What is expected | Carry none of the pictures over; set down the material below exactly.

=== Source data ===

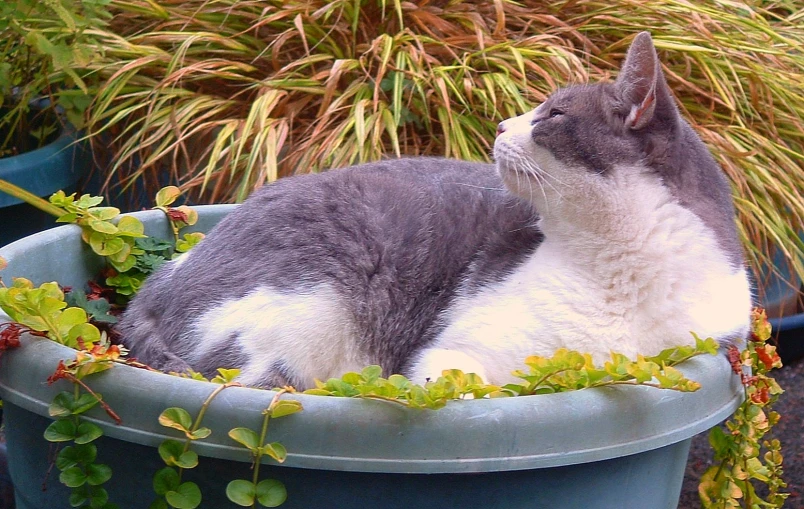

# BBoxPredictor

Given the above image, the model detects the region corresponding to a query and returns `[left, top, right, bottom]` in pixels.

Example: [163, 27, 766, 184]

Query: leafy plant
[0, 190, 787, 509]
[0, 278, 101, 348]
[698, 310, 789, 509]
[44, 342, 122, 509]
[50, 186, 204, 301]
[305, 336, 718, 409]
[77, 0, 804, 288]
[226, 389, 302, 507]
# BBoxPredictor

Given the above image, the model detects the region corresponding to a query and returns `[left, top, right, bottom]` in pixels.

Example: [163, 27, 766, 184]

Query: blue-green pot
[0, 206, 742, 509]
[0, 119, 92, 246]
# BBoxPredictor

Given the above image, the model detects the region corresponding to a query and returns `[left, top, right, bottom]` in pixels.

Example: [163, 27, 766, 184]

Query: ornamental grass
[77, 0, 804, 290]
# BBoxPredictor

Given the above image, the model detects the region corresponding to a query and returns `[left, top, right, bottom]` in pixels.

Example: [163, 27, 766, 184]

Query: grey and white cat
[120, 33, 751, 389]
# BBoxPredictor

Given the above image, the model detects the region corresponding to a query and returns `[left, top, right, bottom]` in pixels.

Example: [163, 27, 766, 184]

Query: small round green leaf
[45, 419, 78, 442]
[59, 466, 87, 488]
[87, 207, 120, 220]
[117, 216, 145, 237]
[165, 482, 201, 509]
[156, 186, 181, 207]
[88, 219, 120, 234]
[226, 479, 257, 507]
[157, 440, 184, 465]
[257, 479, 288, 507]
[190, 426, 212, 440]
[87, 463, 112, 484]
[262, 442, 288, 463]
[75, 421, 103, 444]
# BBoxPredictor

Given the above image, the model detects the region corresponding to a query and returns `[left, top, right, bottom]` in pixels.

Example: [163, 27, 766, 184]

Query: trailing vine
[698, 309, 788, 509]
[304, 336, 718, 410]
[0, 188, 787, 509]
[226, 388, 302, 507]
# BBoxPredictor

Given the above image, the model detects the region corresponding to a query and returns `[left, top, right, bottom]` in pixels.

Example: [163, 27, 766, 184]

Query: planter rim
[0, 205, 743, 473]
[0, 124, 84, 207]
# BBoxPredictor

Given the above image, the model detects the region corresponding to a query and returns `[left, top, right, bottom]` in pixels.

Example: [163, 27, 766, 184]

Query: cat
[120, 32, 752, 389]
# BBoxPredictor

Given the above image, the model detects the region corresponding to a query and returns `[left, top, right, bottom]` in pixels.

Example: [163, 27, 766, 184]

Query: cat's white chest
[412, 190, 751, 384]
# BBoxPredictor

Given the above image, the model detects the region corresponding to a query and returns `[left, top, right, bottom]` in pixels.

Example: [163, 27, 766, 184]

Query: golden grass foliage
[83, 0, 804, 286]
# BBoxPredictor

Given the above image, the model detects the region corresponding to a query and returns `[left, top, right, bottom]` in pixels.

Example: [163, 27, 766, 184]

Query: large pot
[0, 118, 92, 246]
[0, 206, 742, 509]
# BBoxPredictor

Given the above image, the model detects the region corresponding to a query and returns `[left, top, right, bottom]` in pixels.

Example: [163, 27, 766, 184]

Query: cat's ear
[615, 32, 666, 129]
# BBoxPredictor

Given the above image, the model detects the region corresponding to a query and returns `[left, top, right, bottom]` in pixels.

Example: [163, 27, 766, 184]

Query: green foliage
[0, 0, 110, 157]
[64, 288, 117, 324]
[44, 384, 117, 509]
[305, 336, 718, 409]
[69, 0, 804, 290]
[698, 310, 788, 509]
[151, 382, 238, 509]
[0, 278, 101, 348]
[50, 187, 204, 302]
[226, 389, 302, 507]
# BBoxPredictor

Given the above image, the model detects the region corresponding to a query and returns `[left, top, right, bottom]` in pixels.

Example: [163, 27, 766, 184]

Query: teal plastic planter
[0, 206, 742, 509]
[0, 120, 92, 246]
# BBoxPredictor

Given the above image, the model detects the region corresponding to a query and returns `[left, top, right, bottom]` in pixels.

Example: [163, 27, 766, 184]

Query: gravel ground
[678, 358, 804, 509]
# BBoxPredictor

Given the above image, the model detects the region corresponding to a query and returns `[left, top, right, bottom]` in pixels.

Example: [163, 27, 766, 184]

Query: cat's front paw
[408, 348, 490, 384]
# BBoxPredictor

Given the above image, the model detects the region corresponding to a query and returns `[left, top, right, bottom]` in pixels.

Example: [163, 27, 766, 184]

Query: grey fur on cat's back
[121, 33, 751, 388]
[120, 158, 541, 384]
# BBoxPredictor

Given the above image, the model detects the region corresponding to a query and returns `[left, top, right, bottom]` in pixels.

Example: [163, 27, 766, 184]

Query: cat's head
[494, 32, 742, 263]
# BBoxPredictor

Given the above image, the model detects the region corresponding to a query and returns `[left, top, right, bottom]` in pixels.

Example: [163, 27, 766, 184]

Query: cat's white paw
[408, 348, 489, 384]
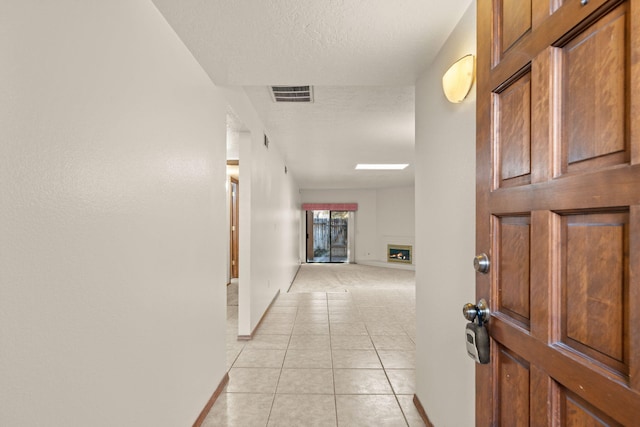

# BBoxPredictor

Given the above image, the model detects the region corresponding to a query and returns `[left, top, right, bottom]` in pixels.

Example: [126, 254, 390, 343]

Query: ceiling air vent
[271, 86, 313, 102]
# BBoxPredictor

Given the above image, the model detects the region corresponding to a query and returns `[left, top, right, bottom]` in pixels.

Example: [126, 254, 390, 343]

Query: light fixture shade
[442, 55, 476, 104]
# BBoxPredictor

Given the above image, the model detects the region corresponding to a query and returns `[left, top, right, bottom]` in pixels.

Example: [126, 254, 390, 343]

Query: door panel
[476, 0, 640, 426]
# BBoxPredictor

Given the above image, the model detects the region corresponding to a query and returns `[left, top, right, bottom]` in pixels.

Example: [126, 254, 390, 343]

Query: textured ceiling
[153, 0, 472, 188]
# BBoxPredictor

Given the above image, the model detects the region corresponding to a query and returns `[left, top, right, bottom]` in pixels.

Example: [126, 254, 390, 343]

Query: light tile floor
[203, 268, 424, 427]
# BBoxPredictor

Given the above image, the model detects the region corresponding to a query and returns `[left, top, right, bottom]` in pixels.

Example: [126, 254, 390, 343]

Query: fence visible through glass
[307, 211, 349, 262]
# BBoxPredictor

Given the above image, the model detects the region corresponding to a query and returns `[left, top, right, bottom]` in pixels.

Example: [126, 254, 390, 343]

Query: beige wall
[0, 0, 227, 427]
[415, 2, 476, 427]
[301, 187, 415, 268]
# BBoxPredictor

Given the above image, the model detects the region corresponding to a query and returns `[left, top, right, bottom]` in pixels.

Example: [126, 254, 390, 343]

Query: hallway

===

Full answer |
# BBoxPredictor

Given the above image, the model detects the region corresponding to a query and returns `[left, top, right, bottom]` in pixels.

Example: [163, 27, 766, 184]

Query: leafy plant
[0, 190, 787, 509]
[0, 278, 101, 348]
[698, 310, 789, 509]
[44, 342, 122, 509]
[50, 186, 204, 301]
[305, 336, 718, 409]
[77, 0, 804, 288]
[226, 389, 302, 507]
# BBoxPredictor

Given the above image, the model detects the region corresponding to a query and returns `[left, top, right, bottom]` in pixels.

Example: [163, 27, 766, 184]

Query: blue-green pot
[0, 206, 742, 509]
[0, 119, 92, 246]
# BBoxPredictor

Given the above image, the model detects the region corresponding to a query and returns `[left, top, right, bottom]` in pixels.

Example: [163, 27, 766, 184]

Query: ornamental grass
[77, 0, 804, 290]
# BBoxPredictor

Given the above image, the model detects the region corresponding to a query and returns `[left, top, right, bottom]` in pixels.

Example: [163, 27, 766, 184]

Query: grey and white cat
[120, 33, 751, 389]
# BBoxPredictor

Given the above image, the model detects the region corresponding to a query and returns `[left, top, right, bottom]` in pixels.

Example: [163, 27, 766, 184]

Query: small round green leaf
[45, 419, 78, 442]
[59, 466, 87, 488]
[87, 207, 120, 220]
[117, 216, 145, 237]
[165, 482, 201, 509]
[156, 186, 181, 207]
[88, 219, 120, 234]
[226, 479, 257, 507]
[157, 440, 184, 465]
[257, 479, 288, 507]
[190, 426, 212, 440]
[87, 463, 112, 484]
[262, 442, 288, 463]
[75, 421, 103, 444]
# BBoxPredictor

Given the above image, the model detects the region corresponding to a query and returns `[left, top, right, bottom]` in pixels.

Example: [163, 27, 766, 184]

Query: trailing vine
[698, 309, 788, 509]
[304, 336, 718, 410]
[0, 188, 787, 509]
[226, 388, 302, 507]
# BBoxPredictor

Given the above image, the model detects the region corresponding to a query and returns `[left, top, right, bottom]` in pixels.

Example: [163, 27, 766, 184]

Query: planter rim
[0, 205, 743, 473]
[0, 124, 84, 207]
# BBoxPredictor

Given the above image, the model detects the region corresponding to a query and returns `[left, top, right, bottom]` in pixels.

Example: [163, 27, 766, 184]

Query: cat
[120, 32, 752, 389]
# BBoxPredictor

Given the above image, the model detects the region corresponding to a query and returns `[left, top, right, bottom]` in pixels.

Example: [163, 27, 766, 184]

Query: cat's white chest
[412, 190, 751, 384]
# BBoxPredictor

Given the above image, the model detects the region corresponding to a query and returns `[left, top, right, bottom]` in pixels.

Example: [163, 27, 766, 184]

Query: golden grass foliage
[83, 0, 804, 286]
# BBoxPredictor

Given the above image, the model detects the region corresponding to a query and returns `[left, top, right, bottom]` in pixels.

Example: [163, 27, 766, 184]

Query: large pot
[0, 118, 92, 246]
[0, 206, 742, 509]
# BBoxPredictor

Given the above image, the model detects the region corresponding to a query and returns `[left, top, right, bottom]` in pixels.

Example: [163, 27, 766, 184]

Query: cat's ear
[615, 32, 666, 129]
# BBoxPredictor

Given the above image, the model detects the region corresponding to a query and returns `[left, top, right, bottom]` in pixels.

Example: [163, 27, 766, 184]

Query: green foliage
[0, 0, 110, 157]
[64, 288, 117, 324]
[44, 384, 117, 509]
[305, 336, 718, 409]
[69, 0, 804, 290]
[698, 310, 788, 509]
[151, 382, 238, 509]
[0, 278, 101, 348]
[50, 187, 204, 302]
[226, 389, 302, 507]
# BBoxPredictor

Given the above image, the model detects the region corresponding to a query and returns `[left, top, right, bottom]` in pixels.

Example: [163, 27, 766, 184]

Query: teal plastic planter
[0, 206, 742, 509]
[0, 120, 92, 246]
# BBoxPredictor

Given the above image, the model detects the region corresponding to a query and returns `[left, top, right, bottom]` in pixels.

Example: [163, 27, 766, 184]

Query: gravel ground
[678, 358, 804, 509]
# BBoxPredictor

Given the above image, the model detects the region corresponding to a query and returns `[left, top, right, bottom]` in pixels.

Example: [163, 27, 766, 184]

Query: cat's front paw
[408, 348, 490, 384]
# BBoxPredictor

Given the above image, the model detects the region corresponding to a query and returns `[left, top, right, bottom]` in pixels.

Example: [163, 27, 766, 184]

Query: grey fur on cat's back
[121, 33, 751, 388]
[120, 158, 541, 384]
# BBoxPredictor

Given the above image, the model detects the region corresponding to a query and returns `[left, top, right, bottom]` in pixels.

Example: [163, 27, 766, 184]

Query: cat's head
[494, 32, 742, 263]
# BBoxPredictor

Given the above image, the model detects the region corresponding to a query and returns `[left, top, right, bottom]` in pixels.

Example: [163, 27, 766, 184]

Query: cat's white paw
[408, 348, 489, 384]

# BBoxPredictor

Given the above image, the model detects the region corresponding to a query and returns `[left, top, right, bottom]` in pixels.

Example: [126, 254, 390, 343]

Query: ceiling air vent
[271, 86, 313, 102]
# BBoxPredictor

Given the above image, the model detects the region corresponding to a query and returns `[left, top, right, bottom]` in pixels.

Example: [126, 254, 390, 343]

Query: light fixture shade
[442, 55, 476, 104]
# BBoxPredictor

Given the above image, the model detects the region corresponding to a query and returns `[left, top, right, bottom]` in pixels.

Example: [126, 254, 390, 343]

Query: door panel
[476, 0, 640, 426]
# BBoxPredictor

Given the above image, the model detects the region corresponding to a query and returns `[left, top, right, bottom]` in pixels.

Example: [126, 254, 390, 343]

Query: textured ceiling
[153, 0, 472, 188]
# BBoxPredictor

Given the above image, the model detects the region corresponding to a query and returns `[left, top, right, bottom]` in pixels.

Example: [126, 254, 390, 343]

Query: light tile floor
[203, 268, 424, 427]
# BBoxPredictor

Given the above image, the model detects the region corresponding to a query and returns `[left, top, right, bottom]` in pixels.

Example: [126, 254, 390, 343]

Query: fence visible through glass
[307, 211, 349, 262]
# BBoxPredictor

Given the above image, the model detects the region corresponding to a query and returns `[left, top, right, bottom]` in pixels.

Example: [126, 254, 390, 343]

Query: beige wall
[0, 0, 227, 427]
[415, 2, 476, 427]
[301, 187, 415, 268]
# BBoxPredictor

Given the above image, the model detects the region corresponding to a query and returns `[left, top, right, bottom]` in pixels.

Example: [126, 254, 390, 343]

Query: hallway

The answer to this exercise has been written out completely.